• Written request:
Replace "smartphone" with "mobile phone" in the material, starting with the line that contains "Find the smartphone" and going on through the end, and write out only those lines with nothing else changed.
···
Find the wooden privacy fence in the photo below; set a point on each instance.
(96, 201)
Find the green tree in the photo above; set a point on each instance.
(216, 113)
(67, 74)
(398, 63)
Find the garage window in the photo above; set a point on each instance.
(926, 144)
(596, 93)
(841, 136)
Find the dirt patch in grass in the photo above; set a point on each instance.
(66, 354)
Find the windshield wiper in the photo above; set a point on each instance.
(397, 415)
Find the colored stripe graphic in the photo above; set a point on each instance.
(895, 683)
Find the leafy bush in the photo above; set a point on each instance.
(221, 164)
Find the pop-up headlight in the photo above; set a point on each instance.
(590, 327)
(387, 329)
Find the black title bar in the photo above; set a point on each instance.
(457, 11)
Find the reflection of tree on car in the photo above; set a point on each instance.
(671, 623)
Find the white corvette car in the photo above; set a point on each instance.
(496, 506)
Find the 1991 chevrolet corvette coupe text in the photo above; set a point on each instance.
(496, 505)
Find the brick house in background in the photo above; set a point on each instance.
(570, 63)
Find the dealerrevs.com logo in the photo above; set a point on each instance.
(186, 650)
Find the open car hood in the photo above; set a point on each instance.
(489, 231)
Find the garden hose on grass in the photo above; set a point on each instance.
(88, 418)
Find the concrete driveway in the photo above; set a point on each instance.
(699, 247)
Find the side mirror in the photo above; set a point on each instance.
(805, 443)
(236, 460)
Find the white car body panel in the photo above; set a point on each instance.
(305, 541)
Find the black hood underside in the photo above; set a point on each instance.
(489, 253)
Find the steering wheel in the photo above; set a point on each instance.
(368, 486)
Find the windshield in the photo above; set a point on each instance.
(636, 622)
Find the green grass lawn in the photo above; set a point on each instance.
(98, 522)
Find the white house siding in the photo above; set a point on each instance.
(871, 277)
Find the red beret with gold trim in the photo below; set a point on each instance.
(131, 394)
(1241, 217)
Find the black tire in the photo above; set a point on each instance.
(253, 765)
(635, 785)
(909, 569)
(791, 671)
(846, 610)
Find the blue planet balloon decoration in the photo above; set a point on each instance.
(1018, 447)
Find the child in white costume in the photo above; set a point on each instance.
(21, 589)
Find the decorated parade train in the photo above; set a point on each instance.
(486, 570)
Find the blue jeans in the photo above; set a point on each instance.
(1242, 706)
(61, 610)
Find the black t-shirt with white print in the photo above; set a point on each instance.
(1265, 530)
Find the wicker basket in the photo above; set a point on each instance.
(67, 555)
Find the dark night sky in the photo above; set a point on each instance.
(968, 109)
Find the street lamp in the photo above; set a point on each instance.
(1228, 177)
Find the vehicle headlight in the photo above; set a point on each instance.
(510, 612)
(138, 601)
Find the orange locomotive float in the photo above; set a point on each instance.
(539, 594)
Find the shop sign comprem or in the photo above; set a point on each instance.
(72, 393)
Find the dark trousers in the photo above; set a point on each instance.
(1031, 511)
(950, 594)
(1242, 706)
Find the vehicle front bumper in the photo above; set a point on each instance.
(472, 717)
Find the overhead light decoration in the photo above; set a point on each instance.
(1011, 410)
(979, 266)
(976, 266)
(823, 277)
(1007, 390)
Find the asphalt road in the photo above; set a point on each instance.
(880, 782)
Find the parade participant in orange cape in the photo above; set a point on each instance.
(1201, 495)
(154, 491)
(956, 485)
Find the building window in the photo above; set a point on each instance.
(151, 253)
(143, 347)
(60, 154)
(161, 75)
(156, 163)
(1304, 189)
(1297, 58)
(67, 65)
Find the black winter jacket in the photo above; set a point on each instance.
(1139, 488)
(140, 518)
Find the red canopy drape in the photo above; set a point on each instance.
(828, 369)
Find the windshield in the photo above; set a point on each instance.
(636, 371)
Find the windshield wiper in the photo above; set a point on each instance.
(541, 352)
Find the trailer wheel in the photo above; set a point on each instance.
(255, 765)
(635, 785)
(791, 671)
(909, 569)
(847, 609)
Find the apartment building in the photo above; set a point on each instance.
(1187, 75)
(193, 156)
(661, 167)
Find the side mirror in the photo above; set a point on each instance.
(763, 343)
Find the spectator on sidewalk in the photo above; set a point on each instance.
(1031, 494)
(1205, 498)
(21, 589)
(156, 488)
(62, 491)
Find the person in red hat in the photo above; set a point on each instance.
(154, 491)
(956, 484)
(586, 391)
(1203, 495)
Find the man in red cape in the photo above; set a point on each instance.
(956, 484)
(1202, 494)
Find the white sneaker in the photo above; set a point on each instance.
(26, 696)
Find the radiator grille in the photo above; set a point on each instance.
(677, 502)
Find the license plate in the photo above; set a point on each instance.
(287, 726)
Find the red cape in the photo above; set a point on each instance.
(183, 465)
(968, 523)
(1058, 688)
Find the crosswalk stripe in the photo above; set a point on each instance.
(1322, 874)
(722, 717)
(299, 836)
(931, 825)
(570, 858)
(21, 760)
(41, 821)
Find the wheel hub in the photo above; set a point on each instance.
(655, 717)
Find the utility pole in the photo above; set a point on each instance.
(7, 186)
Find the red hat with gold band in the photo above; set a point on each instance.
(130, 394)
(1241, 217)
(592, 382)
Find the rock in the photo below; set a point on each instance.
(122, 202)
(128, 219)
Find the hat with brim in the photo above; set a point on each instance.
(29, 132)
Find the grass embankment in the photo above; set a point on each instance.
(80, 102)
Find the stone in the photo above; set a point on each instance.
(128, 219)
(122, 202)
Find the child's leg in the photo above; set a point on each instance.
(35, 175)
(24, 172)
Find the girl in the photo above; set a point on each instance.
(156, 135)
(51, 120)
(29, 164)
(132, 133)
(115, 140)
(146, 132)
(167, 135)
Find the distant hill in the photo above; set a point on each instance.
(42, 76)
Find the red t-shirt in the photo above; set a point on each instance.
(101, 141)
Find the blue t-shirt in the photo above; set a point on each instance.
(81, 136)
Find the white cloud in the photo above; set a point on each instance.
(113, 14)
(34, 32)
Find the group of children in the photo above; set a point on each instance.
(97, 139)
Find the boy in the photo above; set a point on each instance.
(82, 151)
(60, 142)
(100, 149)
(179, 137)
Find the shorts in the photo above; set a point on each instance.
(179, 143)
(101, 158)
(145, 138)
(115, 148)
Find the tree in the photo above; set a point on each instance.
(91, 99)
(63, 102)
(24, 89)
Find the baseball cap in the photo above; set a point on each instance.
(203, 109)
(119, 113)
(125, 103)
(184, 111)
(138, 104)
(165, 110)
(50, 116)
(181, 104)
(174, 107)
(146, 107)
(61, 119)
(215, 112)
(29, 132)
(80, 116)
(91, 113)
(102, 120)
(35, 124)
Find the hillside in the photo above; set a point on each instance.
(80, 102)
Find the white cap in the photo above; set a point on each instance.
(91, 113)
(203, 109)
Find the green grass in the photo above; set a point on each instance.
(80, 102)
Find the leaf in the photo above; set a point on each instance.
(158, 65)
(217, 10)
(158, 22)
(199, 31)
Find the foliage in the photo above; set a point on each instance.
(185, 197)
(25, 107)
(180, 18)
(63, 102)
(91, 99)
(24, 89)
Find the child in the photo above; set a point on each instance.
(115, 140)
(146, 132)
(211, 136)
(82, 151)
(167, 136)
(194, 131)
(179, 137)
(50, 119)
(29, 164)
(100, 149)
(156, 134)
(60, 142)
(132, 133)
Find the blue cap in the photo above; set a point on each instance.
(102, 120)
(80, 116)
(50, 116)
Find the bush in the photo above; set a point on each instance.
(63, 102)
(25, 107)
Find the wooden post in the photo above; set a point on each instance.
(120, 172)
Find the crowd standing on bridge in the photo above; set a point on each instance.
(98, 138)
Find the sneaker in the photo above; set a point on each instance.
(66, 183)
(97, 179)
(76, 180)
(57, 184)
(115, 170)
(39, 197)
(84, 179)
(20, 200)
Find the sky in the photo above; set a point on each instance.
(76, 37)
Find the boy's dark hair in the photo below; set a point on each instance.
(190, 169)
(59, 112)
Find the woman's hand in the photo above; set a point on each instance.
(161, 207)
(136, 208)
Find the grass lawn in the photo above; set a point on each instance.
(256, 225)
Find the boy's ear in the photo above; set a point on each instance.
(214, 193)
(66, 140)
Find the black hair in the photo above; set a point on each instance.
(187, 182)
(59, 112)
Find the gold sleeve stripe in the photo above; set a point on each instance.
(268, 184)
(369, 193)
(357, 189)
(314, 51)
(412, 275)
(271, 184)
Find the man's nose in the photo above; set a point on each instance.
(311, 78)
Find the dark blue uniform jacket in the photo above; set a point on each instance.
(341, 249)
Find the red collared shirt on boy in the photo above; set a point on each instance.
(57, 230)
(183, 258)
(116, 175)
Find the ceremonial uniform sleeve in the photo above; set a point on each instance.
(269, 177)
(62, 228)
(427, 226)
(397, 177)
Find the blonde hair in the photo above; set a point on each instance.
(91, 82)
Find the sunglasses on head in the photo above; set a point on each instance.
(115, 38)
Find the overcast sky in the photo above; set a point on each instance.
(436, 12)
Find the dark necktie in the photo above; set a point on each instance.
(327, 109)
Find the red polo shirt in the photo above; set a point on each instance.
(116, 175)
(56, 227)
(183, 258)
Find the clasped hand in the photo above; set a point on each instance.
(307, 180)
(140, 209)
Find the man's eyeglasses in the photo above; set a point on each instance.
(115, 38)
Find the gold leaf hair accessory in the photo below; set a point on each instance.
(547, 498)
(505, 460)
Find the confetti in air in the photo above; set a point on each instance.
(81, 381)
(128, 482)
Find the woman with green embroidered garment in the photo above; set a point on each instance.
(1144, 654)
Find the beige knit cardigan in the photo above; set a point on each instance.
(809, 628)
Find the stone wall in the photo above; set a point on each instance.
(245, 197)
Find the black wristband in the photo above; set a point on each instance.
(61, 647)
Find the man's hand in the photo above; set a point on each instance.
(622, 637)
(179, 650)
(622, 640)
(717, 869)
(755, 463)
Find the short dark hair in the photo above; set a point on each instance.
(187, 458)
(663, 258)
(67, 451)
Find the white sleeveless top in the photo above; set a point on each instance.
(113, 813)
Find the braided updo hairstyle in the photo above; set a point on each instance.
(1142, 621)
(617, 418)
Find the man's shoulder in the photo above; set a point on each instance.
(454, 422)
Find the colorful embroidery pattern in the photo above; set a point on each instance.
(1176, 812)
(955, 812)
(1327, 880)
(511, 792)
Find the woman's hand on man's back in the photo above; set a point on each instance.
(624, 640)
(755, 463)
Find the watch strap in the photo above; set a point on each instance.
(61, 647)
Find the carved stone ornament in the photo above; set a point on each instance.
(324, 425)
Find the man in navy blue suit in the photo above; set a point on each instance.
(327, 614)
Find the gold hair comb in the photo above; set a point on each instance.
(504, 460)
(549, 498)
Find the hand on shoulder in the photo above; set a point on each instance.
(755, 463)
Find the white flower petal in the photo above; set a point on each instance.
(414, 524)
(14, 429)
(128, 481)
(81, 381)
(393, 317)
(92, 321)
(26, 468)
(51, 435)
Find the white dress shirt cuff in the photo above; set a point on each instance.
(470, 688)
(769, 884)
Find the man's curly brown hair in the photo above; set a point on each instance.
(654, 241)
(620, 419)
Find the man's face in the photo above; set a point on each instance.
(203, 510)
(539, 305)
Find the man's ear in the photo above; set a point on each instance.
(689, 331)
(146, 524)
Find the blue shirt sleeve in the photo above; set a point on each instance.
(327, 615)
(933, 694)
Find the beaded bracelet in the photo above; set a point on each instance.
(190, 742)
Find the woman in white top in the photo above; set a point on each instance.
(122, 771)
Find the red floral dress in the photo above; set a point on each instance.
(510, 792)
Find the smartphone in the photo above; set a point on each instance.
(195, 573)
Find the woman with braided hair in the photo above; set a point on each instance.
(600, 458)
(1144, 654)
···
• Task output:
Find the mobile phone in the photo above; set a point on each instance.
(195, 573)
Find the woman with braided hair in the photo above; set a point on each instance.
(600, 458)
(1144, 654)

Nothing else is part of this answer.